### EXERCISE DESCRIPTION
Please render all of the records below as a Markdown table with two columns, Row and Line, giving each line its own numbered row and skipping blank lines.
>> BEGIN LISTED RECORDS
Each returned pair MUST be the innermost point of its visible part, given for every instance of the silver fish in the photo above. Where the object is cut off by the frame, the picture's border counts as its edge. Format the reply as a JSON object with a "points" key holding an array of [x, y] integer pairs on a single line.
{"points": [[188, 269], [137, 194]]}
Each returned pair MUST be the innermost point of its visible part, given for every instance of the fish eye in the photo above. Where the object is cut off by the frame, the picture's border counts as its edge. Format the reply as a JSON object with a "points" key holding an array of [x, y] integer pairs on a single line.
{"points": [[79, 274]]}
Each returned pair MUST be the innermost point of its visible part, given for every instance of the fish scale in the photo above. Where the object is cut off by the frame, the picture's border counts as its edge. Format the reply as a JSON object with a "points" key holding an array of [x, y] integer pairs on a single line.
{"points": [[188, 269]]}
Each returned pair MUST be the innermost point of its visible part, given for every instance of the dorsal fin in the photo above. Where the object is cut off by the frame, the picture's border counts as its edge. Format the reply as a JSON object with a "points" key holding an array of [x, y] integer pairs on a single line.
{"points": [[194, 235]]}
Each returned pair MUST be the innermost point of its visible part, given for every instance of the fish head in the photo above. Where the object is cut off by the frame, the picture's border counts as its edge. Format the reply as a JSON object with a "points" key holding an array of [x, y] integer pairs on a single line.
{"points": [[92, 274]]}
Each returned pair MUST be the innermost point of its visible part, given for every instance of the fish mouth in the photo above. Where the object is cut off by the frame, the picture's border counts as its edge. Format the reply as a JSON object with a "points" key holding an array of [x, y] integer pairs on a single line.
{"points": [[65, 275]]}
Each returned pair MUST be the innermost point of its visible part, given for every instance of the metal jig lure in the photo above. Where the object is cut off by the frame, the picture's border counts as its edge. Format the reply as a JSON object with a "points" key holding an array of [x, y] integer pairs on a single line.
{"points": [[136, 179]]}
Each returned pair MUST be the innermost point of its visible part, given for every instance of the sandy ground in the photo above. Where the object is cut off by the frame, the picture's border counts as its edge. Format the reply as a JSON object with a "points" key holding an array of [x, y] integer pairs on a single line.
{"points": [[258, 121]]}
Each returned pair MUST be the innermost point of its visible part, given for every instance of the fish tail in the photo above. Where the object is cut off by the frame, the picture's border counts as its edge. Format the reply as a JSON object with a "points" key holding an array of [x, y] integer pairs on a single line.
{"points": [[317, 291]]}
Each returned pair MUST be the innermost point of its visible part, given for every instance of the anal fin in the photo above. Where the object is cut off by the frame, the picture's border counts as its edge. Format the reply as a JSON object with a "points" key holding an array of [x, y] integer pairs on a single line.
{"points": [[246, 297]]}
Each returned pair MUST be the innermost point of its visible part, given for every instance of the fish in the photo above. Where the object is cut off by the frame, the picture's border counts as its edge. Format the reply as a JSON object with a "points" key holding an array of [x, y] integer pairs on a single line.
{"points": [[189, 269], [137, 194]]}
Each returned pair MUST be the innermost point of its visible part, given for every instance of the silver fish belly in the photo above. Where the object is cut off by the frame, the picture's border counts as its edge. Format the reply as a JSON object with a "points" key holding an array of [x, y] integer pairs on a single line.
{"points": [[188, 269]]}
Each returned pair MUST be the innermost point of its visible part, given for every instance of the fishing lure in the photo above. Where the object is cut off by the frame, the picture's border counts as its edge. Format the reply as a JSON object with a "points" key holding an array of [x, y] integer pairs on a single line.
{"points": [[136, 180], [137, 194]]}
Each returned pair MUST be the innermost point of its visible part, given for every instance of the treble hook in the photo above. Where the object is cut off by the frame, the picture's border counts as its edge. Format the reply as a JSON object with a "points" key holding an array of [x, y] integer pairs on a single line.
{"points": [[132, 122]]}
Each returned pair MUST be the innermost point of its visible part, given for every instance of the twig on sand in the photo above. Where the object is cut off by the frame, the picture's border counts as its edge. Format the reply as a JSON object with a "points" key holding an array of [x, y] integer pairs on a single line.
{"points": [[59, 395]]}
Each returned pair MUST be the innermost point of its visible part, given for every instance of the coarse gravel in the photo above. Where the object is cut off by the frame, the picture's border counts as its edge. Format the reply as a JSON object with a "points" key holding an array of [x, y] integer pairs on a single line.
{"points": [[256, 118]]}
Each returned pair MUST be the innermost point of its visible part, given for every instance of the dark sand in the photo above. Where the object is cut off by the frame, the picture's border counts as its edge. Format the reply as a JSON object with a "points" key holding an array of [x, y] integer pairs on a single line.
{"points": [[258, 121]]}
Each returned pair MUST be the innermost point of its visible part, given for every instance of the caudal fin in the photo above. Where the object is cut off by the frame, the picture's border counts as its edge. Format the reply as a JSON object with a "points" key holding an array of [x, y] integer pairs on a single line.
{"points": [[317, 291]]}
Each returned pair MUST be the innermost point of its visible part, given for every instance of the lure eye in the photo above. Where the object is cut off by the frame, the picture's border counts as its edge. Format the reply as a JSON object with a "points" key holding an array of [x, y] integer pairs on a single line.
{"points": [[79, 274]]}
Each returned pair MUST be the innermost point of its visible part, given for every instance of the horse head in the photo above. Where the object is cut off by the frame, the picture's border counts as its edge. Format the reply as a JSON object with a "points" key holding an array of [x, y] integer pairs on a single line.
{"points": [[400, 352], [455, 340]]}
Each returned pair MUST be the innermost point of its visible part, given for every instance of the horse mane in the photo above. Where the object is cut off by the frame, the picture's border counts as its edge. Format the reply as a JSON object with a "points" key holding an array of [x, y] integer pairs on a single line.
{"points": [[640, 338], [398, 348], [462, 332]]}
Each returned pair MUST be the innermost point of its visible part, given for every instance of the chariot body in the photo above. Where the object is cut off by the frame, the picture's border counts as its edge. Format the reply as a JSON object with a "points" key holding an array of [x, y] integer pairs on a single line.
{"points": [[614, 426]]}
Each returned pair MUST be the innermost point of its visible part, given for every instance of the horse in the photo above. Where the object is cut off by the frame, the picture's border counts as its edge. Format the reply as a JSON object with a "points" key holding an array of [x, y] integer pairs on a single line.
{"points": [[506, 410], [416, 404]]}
>> END LISTED RECORDS
### EXERCISE ANSWER
| Row | Line |
|---|---|
| 1 | Each returned pair MUST be the innermost point of its visible part, given for every instance of the silver fish in the photo above. Where the object is cut off by the frame, the picture's border counts as its edge. Format the reply as a JSON object with a "points" key holding an array of [x, y] integer pairs on a single line. |
| 2 | {"points": [[188, 269], [137, 194]]} |
| 3 | Each returned pair MUST be the innermost point of its visible part, given for every instance of the fish eye in the photo above. Where the object is cut off by the frame, the picture's border counts as its edge. Format the reply as a JSON object with a "points" key holding an array of [x, y] integer pairs on a single line. |
| 4 | {"points": [[79, 274]]} |
| 5 | Each returned pair MUST be the innermost point of its visible part, given for every instance of the fish scale in the photo above. Where the object is cut off by the frame, the picture's border counts as its edge. Format the reply as a JSON object with a "points" key holding an array of [x, y] integer pairs on a single line. |
| 6 | {"points": [[188, 269]]} |
| 7 | Each returned pair MUST be the innermost point of its visible part, given for every instance of the dorsal fin in the photo above. Where the object is cut off by the frame, the picture's border counts as its edge. Format the reply as a JSON object with a "points" key holding an array of [x, y] integer pairs on a single line. |
| 8 | {"points": [[194, 235]]} |
| 9 | Each returned pair MUST be the innermost point of its visible part, given for every instance of the fish head in the photo above. Where the object is cut off by the frame, the picture's border counts as its edge. Format the reply as a JSON object with a "points" key holding an array of [x, y] integer pairs on a single line. |
| 10 | {"points": [[92, 274]]} |
| 11 | Each returned pair MUST be the innermost point of its visible part, given for every instance of the fish mouth in the photo above. Where the object is cut off by the frame, the picture's border counts as its edge. Format the reply as a JSON object with a "points" key holding an array of [x, y] integer pairs on a single line. |
| 12 | {"points": [[65, 275]]} |
| 13 | Each returned pair MUST be the innermost point of its visible part, given for every instance of the metal jig lure in the photo above. Where the object is cut off by the frame, the picture's border counts as its edge. Format the reply as a JSON object with a "points" key holding an array of [x, y] integer pairs on a single line. |
| 14 | {"points": [[136, 179]]} |
| 15 | Each returned pair MUST be the innermost point of its visible part, given for every instance of the sandy ground in the photo above. Where the object is cut off by the frame, the picture's border counts as its edge. Format the reply as a JSON object with a "points" key holding an array of [x, y] integer pairs on a single line. |
| 16 | {"points": [[258, 121]]} |
| 17 | Each returned pair MUST be the innermost point of its visible part, given for every instance of the fish tail in the photo above. Where the object is cut off by the frame, the picture's border counts as its edge. Format the reply as a JSON object with a "points" key holding an array of [x, y] integer pairs on a single line. |
| 18 | {"points": [[317, 291]]} |
| 19 | Each returned pair MUST be the innermost point of its visible part, given for every instance of the anal fin in the photo above. Where the object is cut off by the frame, the picture's border counts as its edge. Format the reply as a JSON object with a "points" key holding an array of [x, y] integer pairs on a single line. |
| 20 | {"points": [[246, 297]]} |
| 21 | Each returned pair MUST be the innermost point of its visible part, given for every instance of the fish in the photo above. Where the object is cut off by the frame, the picture's border counts as its edge. Format the reply as a JSON object with a "points" key holding an array of [x, y] integer pairs on a single line. |
| 22 | {"points": [[189, 269], [137, 194]]} |
| 23 | Each returned pair MUST be the innermost point of its visible part, given for every instance of the silver fish belly in the photo above. Where the object is cut off by the frame, the picture's border counts as its edge. Format the reply as a JSON object with a "points" key holding an array of [x, y] integer pairs on a single line. |
| 24 | {"points": [[188, 269]]} |
| 25 | Each returned pair MUST be the innermost point of its visible part, given for every instance of the fishing lure in the photo above. Where the object is cut off by the frame, the picture's border counts as its edge. Format the reply as a JSON object with a "points" key holding an array of [x, y] integer pairs on a single line. |
| 26 | {"points": [[136, 180], [137, 194]]} |
| 27 | Each returned pair MUST be the innermost point of its visible part, given for every instance of the treble hook in the photo above. Where the object is cut off by the frame, the picture's border counts as its edge. Format the reply as a JSON object with a "points" key holding an array of [x, y] integer pairs on a single line. |
| 28 | {"points": [[132, 122]]} |
| 29 | Each returned pair MUST be the innermost point of its visible part, given for every instance of the twig on sand in the photo above. Where the object is cut off by the frame, the picture's border counts as its edge. Format the reply as a JSON object with a "points" key holding an array of [x, y] integer pairs on a single line. |
| 30 | {"points": [[59, 395]]} |
| 31 | Each returned pair MUST be the innermost point of its visible part, given for every instance of the coarse gravel in the photo above. Where the object is cut off by the frame, the picture's border counts as its edge. Format the reply as a JSON object with a "points" key holding an array of [x, y] integer pairs on a single line. |
| 32 | {"points": [[256, 118]]} |
| 33 | Each returned pair MUST be the innermost point of its visible part, given for every instance of the dark sand in the photo above. Where the object is cut off by the frame, the picture's border counts as its edge. Format the reply as a JSON object with a "points" key holding an array of [x, y] integer pairs on a single line. |
| 34 | {"points": [[258, 121]]} |
| 35 | Each returned pair MUST be the innermost point of its visible part, given for every instance of the caudal fin in the photo above. Where the object is cut off by the frame, the picture's border counts as its edge. Format the reply as a JSON object with a "points" key holding an array of [x, y] integer pairs on a single line. |
| 36 | {"points": [[317, 291]]} |
| 37 | Each returned pair MUST be the innermost point of its visible part, given for every instance of the lure eye in the photo above. Where the object is cut off by the frame, the picture's border counts as its edge. Format the reply as a JSON object with a "points" key holding an array of [x, y] integer pairs on a single line. |
| 38 | {"points": [[79, 274]]} |
| 39 | Each returned pair MUST be the innermost point of its visible part, given for every instance of the horse head in the photo above. Where the object is cut off by the frame, the picture's border counts as its edge. Format the reply as a JSON object with a "points" key holding an array of [x, y] integer pairs on a single line. |
| 40 | {"points": [[400, 352], [455, 340]]} |
| 41 | Each returned pair MUST be the innermost point of its visible part, given for every instance of the horse mane in the photo above. Where the object is cut off by the frame, the picture's border counts as its edge. Format the reply as a JSON object with a "points" key holding an array of [x, y] integer pairs on a single line. |
| 42 | {"points": [[640, 338], [398, 348], [462, 332]]} |
| 43 | Each returned pair MUST be the innermost point of its visible part, given for every instance of the chariot body in the photo above. Where the object is cut off by the frame, the picture's border counts as its edge. Format the reply as a JSON object with a "points" key holding an array of [x, y] integer pairs on a single line. |
| 44 | {"points": [[614, 426]]} |
| 45 | Each returned pair MUST be the innermost point of its visible part, given for every instance of the horse in the photo above. Where the object is cut off by the frame, the picture's border counts as its edge. Format the reply as a JSON object with a "points" key holding an array of [x, y] integer pairs on a single line. |
| 46 | {"points": [[506, 410], [416, 404]]} |